FEATURE
NEXT GENERATION ARCHITECT Vol. 1(1/2)
Interview with Kei Sasaki(1/2)
FEATURE2024.04.24

佐々木 慧:正しさの先にある「面白い建築」を求めて

[Interview]次代の建築をつくる 第1回(前編)

TECTURE MAG では、若手の建築家の手がけた事例を積極的に取り上げている。今回の連続記事では「次代の建築をつくる」と題し、これから本格的に活躍する建築家たちにインタビュー。これまで何を大事にして自らの基軸を見出してきたのか、これからどのように建築をつくろうとしているのかを浮き彫りにする。

「建築家」と一概にいっても、人々の暮ら方・働き方が多様化する現代においては建築活動の領域や方向性は多岐に渡る。この記事では、さまざまな視座からその活動が特徴的な建築家たちに注目していくことで、現代の建築界の全体像と、その次代を探ることを試みる。

» 作業指示
提示文のうち「Interview with Kei」で始まり「その次代を探ることを試みる。」で終わる部分を、「連続記事」を「シリーズ記事」に変えて書き直すこと。

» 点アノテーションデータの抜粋
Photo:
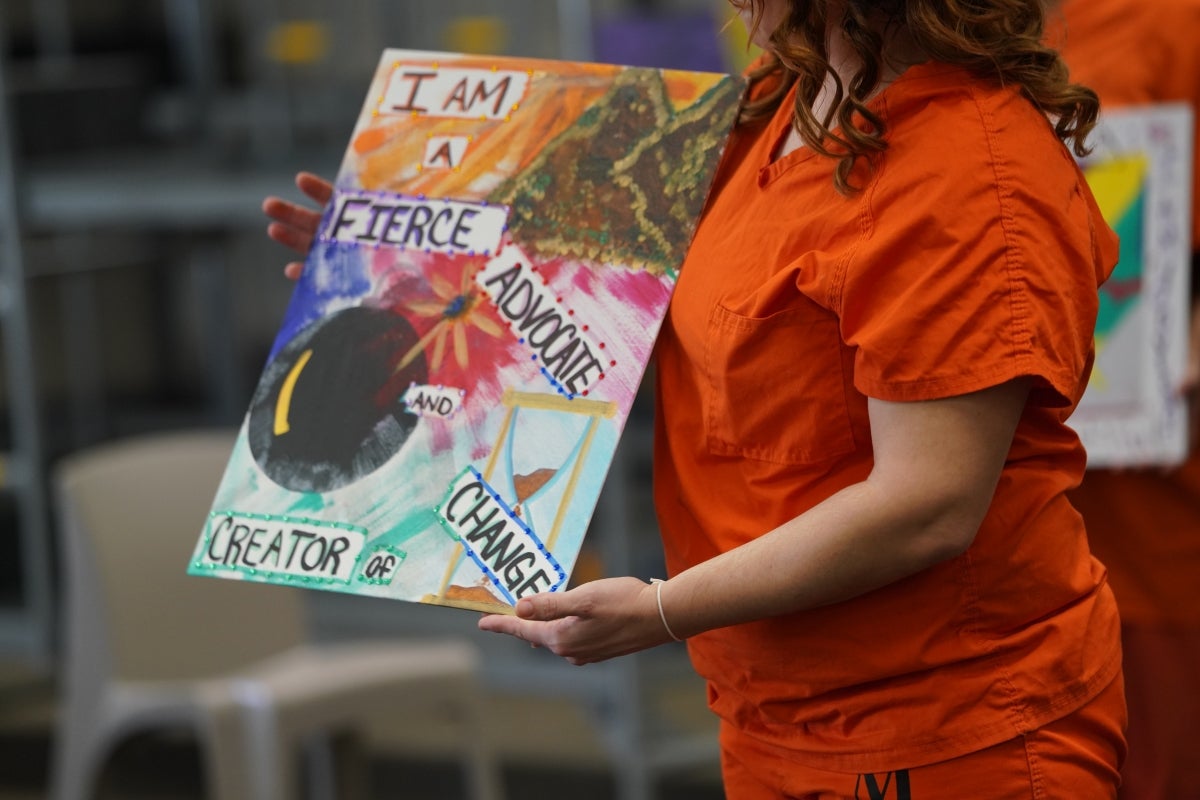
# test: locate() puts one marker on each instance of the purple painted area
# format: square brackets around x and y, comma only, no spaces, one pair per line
[675,42]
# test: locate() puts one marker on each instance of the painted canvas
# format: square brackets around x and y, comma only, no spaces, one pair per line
[1132,413]
[447,390]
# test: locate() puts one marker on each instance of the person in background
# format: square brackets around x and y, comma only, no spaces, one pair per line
[862,458]
[1144,524]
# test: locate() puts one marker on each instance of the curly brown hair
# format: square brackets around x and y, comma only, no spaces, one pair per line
[999,40]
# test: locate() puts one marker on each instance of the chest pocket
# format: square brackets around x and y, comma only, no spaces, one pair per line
[775,388]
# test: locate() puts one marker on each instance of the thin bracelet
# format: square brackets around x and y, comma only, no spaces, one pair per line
[658,595]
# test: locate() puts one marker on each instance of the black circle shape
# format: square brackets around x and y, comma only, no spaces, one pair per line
[346,416]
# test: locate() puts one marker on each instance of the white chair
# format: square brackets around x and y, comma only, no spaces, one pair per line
[148,647]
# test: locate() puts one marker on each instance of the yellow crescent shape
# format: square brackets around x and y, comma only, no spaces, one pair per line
[285,401]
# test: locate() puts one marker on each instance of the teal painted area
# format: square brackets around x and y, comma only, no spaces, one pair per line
[1122,289]
[307,503]
[414,524]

» 解答
Interview with Kei Sasaki(1/2)
FEATURE2024.04.24

佐々木 慧:正しさの先にある「面白い建築」を求めて

[Interview]次代の建築をつくる 第1回(前編)

TECTURE MAG では、若手の建築家の手がけた事例を積極的に取り上げている。今回のシリーズ記事では「次代の建築をつくる」と題し、これから本格的に活躍する建築家たちにインタビュー。これまで何を大事にして自らの基軸を見出してきたのか、これからどのように建築をつくろうとしているのかを浮き彫りにする。

「建築家」と一概にいっても、人々の暮ら方・働き方が多様化する現代においては建築活動の領域や方向性は多岐に渡る。この記事では、さまざまな視座からその活動が特徴的な建築家たちに注目していくことで、現代の建築界の全体像と、その次代を探ることを試みる。